With pictures omitted, copy exactly the lines from the one containing "Can you find the pope" through the end of the records below.

╭─ DATA EXTRACT

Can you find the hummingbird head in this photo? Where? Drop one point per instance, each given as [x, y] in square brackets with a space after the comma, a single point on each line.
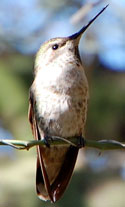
[59, 51]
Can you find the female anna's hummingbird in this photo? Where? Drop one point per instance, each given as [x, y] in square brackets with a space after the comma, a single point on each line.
[58, 107]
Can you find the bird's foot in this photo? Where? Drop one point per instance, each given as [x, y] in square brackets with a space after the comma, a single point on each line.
[81, 142]
[47, 139]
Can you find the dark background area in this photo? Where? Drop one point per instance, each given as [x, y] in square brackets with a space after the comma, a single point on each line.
[99, 177]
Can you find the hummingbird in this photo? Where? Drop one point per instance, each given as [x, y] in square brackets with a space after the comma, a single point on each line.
[58, 107]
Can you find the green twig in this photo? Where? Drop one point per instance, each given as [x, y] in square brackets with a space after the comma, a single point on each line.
[101, 144]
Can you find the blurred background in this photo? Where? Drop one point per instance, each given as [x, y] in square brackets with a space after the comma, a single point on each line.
[99, 177]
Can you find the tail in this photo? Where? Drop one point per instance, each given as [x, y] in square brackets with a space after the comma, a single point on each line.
[52, 178]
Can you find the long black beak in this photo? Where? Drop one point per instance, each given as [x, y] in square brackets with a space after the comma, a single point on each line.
[84, 28]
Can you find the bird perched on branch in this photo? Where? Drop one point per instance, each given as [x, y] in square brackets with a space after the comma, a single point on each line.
[58, 107]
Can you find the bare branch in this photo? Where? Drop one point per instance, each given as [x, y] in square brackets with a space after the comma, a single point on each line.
[101, 144]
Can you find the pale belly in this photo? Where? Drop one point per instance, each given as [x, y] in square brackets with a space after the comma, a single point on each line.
[61, 115]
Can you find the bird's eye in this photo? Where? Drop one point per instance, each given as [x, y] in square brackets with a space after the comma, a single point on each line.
[55, 47]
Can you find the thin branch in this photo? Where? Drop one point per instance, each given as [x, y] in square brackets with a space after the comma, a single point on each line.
[101, 144]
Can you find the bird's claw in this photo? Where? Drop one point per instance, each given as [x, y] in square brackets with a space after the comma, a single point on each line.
[81, 142]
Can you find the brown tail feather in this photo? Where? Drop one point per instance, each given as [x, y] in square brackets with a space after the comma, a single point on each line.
[54, 191]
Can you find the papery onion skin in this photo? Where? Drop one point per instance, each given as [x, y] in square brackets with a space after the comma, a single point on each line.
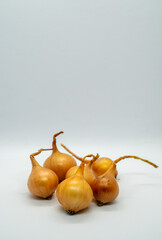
[60, 163]
[87, 173]
[74, 194]
[42, 182]
[101, 165]
[105, 189]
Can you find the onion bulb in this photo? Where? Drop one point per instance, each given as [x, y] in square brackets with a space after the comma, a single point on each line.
[74, 193]
[59, 162]
[105, 187]
[88, 174]
[101, 165]
[42, 182]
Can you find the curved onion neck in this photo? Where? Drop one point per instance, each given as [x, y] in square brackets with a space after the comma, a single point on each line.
[94, 158]
[54, 146]
[129, 156]
[32, 158]
[110, 171]
[79, 172]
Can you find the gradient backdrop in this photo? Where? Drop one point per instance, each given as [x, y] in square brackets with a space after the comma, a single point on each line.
[94, 70]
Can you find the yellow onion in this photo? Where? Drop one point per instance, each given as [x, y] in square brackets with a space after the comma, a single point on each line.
[101, 165]
[88, 174]
[59, 162]
[42, 182]
[74, 193]
[105, 187]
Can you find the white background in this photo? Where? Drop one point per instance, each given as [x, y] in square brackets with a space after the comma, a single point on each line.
[92, 69]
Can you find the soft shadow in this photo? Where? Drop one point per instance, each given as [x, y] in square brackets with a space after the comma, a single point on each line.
[37, 201]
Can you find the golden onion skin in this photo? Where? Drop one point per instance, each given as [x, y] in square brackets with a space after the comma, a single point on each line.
[101, 165]
[74, 194]
[42, 182]
[105, 187]
[87, 173]
[60, 163]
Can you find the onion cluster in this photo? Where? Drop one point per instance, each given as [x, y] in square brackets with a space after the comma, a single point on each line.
[75, 186]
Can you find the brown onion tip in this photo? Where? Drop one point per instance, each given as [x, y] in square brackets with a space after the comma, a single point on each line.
[70, 212]
[99, 203]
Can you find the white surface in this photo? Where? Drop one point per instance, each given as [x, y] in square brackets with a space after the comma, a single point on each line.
[92, 69]
[136, 214]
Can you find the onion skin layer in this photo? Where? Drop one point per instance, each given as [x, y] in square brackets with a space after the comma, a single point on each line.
[42, 182]
[74, 194]
[60, 163]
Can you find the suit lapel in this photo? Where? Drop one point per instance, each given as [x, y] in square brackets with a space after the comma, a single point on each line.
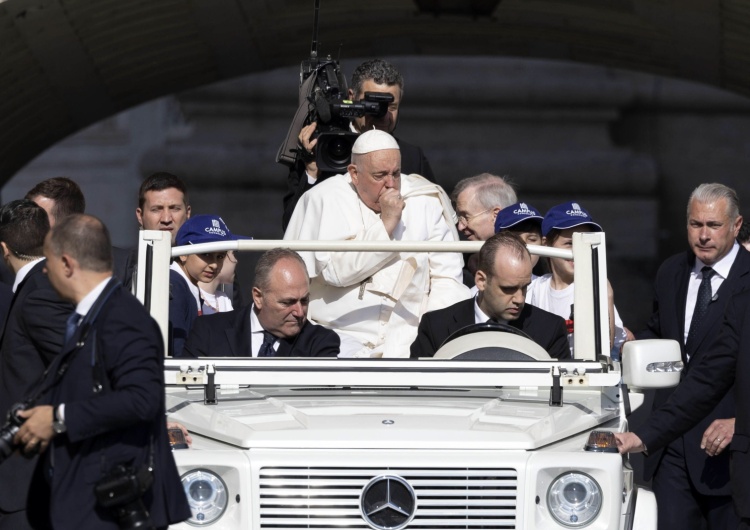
[712, 320]
[462, 317]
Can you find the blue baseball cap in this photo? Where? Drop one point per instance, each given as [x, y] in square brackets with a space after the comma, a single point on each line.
[205, 229]
[567, 215]
[514, 214]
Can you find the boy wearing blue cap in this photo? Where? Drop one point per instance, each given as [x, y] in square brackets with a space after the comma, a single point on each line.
[554, 291]
[185, 300]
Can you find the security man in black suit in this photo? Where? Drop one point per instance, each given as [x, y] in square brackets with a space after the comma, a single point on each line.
[32, 337]
[503, 274]
[60, 197]
[101, 403]
[710, 378]
[690, 486]
[274, 325]
[374, 75]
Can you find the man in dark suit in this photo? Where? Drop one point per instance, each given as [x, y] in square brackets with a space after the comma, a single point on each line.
[60, 197]
[374, 75]
[690, 486]
[503, 274]
[710, 377]
[32, 337]
[102, 401]
[274, 325]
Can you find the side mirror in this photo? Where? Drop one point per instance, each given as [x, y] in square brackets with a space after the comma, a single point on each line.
[651, 363]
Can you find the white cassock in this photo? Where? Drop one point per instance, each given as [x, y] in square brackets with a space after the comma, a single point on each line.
[374, 300]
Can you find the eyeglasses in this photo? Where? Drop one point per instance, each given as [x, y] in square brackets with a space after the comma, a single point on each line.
[464, 219]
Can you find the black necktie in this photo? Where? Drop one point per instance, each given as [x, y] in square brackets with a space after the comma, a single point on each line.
[266, 349]
[71, 325]
[701, 304]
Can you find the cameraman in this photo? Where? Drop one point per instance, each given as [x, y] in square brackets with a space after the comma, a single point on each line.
[375, 75]
[102, 399]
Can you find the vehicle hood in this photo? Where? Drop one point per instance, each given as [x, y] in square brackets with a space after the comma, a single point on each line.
[413, 418]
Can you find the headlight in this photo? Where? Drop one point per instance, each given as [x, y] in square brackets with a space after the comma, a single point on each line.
[206, 494]
[574, 499]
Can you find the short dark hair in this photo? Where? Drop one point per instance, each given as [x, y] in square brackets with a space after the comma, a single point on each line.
[511, 245]
[158, 182]
[743, 236]
[23, 226]
[380, 71]
[85, 238]
[714, 191]
[65, 192]
[267, 262]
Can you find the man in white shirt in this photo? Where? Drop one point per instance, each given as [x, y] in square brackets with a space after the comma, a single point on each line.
[374, 300]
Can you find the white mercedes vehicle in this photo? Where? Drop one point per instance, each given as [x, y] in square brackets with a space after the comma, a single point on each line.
[492, 433]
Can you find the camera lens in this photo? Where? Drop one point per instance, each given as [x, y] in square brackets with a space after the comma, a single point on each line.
[335, 151]
[201, 491]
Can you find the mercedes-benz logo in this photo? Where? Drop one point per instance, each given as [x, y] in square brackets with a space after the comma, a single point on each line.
[388, 502]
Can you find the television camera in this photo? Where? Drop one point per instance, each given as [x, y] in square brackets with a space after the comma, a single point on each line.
[323, 98]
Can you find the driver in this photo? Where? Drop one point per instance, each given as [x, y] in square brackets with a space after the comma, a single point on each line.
[503, 274]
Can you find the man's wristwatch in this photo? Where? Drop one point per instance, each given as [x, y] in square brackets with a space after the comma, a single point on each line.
[58, 425]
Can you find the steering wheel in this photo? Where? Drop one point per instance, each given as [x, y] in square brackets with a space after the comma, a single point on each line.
[491, 341]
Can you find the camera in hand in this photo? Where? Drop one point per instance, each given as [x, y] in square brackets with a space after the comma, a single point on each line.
[122, 492]
[333, 113]
[12, 424]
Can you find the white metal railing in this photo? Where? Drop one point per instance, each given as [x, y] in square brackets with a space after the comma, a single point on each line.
[319, 371]
[589, 255]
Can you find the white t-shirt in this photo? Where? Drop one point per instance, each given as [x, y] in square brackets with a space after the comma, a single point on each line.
[560, 302]
[219, 302]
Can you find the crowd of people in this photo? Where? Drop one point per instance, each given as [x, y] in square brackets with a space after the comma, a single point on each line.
[103, 407]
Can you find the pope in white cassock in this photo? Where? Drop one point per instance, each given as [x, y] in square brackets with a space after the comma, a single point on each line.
[374, 300]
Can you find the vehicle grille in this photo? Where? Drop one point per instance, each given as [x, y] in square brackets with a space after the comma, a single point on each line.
[447, 498]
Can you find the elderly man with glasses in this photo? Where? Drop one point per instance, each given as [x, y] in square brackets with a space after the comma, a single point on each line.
[374, 300]
[477, 201]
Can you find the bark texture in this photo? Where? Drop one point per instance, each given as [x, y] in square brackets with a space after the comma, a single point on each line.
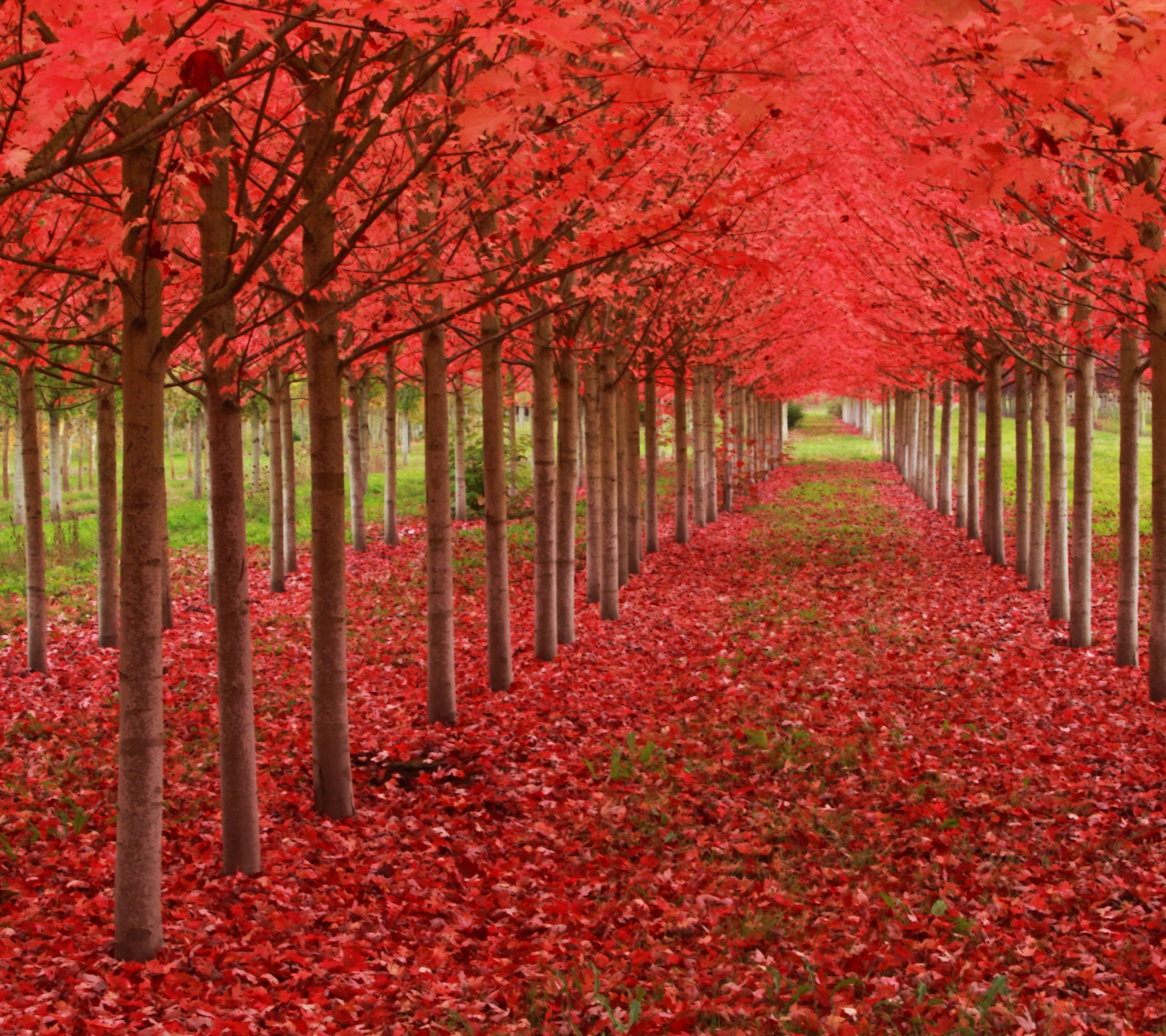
[1126, 643]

╰─

PROBLEM SOLUTION:
Can you find the pope in white cassock in this photo? Where? Drop one point per instance, each given as [x, y] in square brackets with a space after the comma, a single point on each line.
[374, 300]
Can you find the vehicle grille in this photo? Where? Drop one point per instance, each given as [x, y] in square brackets with a space after the comma, a single point on each line.
[447, 498]
Can you find the elderly man with glasses in this photo? Where? Drop one point per instance, each given as [x, y] in square brackets with a space after the comma, a single point on each line.
[374, 300]
[477, 201]
Can you find the bark texture in this photo? Where? Drop one point per instance, each given as [x, y] in square brackets with a space after the comma, a single point on each line.
[1126, 643]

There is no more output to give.